* [TASK OBJECTIVE] Scan the records for the word "fence". Report each line where it occurs.

* [MATERIAL SUPPLIED]
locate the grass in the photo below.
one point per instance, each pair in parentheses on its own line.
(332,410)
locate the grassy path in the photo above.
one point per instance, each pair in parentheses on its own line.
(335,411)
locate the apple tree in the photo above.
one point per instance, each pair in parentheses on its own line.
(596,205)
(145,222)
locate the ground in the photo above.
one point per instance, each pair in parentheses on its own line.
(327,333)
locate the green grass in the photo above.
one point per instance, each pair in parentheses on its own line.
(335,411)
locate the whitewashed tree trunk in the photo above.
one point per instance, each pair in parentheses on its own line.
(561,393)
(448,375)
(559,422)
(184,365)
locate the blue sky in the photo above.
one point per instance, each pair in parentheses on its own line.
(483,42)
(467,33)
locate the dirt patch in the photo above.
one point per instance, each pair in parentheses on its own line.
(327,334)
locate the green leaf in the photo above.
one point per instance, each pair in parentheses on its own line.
* * *
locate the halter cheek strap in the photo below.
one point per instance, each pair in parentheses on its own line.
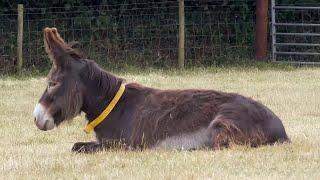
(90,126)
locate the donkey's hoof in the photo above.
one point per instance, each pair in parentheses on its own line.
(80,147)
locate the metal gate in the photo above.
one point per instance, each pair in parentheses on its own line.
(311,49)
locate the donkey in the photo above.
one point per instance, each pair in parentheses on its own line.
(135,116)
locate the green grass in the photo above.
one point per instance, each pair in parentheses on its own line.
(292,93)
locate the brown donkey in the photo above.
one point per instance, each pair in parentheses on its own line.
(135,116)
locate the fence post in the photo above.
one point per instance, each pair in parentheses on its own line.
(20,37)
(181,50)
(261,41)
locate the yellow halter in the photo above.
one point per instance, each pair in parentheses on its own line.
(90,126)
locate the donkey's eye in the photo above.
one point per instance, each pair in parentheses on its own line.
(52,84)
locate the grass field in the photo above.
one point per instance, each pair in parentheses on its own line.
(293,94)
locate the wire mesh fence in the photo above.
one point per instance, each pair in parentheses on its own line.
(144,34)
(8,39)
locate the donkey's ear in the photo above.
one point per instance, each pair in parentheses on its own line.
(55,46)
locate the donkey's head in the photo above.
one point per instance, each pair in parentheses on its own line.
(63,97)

* [EXERCISE RESPONSE]
locate the fence post in the photo above.
locate the wire mesh fence in the photo above.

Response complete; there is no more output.